Records in a dataset:
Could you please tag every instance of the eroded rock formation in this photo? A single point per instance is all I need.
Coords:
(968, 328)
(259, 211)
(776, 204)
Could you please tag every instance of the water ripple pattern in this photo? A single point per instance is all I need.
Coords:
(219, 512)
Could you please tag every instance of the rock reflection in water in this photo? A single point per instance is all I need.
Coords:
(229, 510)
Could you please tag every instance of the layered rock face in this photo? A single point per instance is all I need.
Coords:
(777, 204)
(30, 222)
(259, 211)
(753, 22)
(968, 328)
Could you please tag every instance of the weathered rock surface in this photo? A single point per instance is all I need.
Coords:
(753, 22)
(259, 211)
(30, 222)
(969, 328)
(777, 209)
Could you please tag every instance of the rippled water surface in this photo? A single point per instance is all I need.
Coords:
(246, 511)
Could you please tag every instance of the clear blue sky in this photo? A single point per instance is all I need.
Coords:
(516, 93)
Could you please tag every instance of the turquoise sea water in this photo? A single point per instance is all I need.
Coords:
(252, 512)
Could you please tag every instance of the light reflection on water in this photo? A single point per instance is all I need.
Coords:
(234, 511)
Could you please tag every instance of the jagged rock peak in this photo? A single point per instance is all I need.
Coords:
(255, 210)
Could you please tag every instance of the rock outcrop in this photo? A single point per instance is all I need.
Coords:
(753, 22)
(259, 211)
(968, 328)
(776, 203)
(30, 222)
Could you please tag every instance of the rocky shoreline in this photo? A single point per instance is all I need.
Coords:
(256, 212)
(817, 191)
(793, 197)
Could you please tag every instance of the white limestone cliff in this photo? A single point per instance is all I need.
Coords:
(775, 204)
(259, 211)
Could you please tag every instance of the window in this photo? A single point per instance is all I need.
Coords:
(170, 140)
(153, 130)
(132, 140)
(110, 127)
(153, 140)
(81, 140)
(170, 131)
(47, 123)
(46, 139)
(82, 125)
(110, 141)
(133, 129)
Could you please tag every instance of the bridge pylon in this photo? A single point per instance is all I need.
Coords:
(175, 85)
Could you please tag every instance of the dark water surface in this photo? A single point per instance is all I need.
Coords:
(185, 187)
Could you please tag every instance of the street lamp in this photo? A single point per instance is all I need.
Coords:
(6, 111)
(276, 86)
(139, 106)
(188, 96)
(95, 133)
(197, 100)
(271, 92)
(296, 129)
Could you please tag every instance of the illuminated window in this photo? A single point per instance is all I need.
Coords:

Your objective: Reproduce, word for word, every line of the listing above, from the line containing "Could you please tag every instance of the window" down through the end of the listing.

Problem solution:
Could you please tag every instance of the window in this photo? A single point per instance is all I need.
Coords:
(170, 140)
(153, 130)
(132, 140)
(110, 127)
(153, 140)
(81, 140)
(170, 131)
(47, 123)
(46, 139)
(82, 125)
(110, 141)
(133, 129)
Could you please tag every instance of the bridge pylon in this photo? A single point per instance is all I need.
Coords:
(175, 85)
Could you please tag every instance of the dark water surface in this photo? A single point per instance is all I need.
Coords:
(185, 187)
Could you please tag every instance of the street lamp in this photo? A single point per instance is all I need.
Coords:
(6, 111)
(276, 86)
(139, 106)
(188, 96)
(95, 133)
(197, 100)
(271, 92)
(296, 129)
Could you please tag every instance of the illuminated window in this photo? A single point per instance is all I need.
Coords:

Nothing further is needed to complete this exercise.